**EXCERPT TO READ:**
------------------------------
- Did the Court of Appeals correctly construe OCGA § 51-12-33 to require a trier of fact to apportion an award of damages among multiple defendants when the plaintiff is not at fault?
- Did the Court of Appeals correctly find that McReynolds’s insurer made a counteroffer in response to Krebs’s settlement demand?
"Accordingly, we hold that in applying § 51-12-33, the trier of fact must 'apportion its award of damages among the persons who are liable according to the percentage of fault of each person' even if the plaintiff is not at fault for the injury or damages claimed.
"In light of this holding, there was no error in the dismissal of McReynolds' cross-claims for contribution and set-off against GM."
As to the counteroffer issue, the Court noted that Krebs' offer made no mention of liens, nor did it contemplate any particular resolution of the hospital lien or any other liens as a condition of settlement.
"As we explained in Frickey, while a 'mere request for confirmation that no liens exist' will not transform a purported acceptance into a counteroffer, an added condition involving the 'resolution of... actual and potential liens of the health care providers' will," Nahmias wrote.
"Thus, like the trial court and the Court of Appeals, we construe the response by McReynolds' insurer to Krebs' settlement offer, proposing to resolve the hospital and other liens 'as part of this settlement,' as a counteroffer rather than an unconditional and unequivocal acceptance. Accordingly, no binding settlement agreement was formed."
------------------------------
**TASK INSTRUCTIONS:**
[1] Repeat the stretch of the court excerpt from "- Did the Court of Appeals correctly construe" through "or damages claimed.", word for word.
[2] In the court excerpt, how was the response by McReynolds' insurer to Krebs' settlement offer construed?
Rely on nothing but the court excerpt.

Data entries
------------------------------
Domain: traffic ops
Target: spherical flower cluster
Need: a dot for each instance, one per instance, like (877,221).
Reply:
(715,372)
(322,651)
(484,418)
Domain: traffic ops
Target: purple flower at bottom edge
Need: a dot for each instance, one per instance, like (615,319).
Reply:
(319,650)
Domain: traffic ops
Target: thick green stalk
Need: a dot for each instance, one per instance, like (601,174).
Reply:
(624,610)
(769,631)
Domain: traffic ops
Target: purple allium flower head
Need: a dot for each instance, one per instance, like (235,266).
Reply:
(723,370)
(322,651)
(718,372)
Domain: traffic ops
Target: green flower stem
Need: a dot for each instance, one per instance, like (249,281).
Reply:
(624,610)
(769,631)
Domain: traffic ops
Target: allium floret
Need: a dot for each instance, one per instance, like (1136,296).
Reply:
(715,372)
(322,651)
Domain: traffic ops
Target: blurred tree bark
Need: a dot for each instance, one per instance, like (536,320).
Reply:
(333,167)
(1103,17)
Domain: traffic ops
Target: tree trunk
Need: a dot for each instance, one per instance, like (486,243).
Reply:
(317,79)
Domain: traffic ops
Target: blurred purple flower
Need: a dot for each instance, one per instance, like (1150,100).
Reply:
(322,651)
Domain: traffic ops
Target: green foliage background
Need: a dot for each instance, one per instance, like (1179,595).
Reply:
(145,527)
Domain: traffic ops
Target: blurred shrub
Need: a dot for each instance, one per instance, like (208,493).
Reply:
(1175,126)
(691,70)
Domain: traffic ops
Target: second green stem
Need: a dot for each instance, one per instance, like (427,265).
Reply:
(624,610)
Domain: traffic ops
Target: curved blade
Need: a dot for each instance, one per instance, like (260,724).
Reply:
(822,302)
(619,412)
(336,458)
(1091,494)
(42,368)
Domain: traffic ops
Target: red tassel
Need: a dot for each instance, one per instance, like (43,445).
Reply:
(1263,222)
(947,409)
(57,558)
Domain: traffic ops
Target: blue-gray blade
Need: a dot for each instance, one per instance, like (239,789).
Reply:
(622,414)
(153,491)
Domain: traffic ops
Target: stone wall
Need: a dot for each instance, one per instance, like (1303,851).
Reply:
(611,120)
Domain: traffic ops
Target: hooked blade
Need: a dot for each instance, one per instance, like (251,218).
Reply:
------------------------------
**TASK RESULTS:**
[1]
- Did the Court of Appeals correctly construe OCGA § 51-12-33 to require a trier of fact to apportion an award of damages among multiple defendants when the plaintiff is not at fault?
- Did the Court of Appeals correctly find that McReynolds’s insurer made a counteroffer in response to Krebs’s settlement demand?
"Accordingly, we hold that in applying § 51-12-33, the trier of fact must 'apportion its award of damages among the persons who are liable according to the percentage of fault of each person' even if the plaintiff is not at fault for the injury or damages claimed.

[2] As a counteroffer rather than an unconditional and unequivocal acceptance.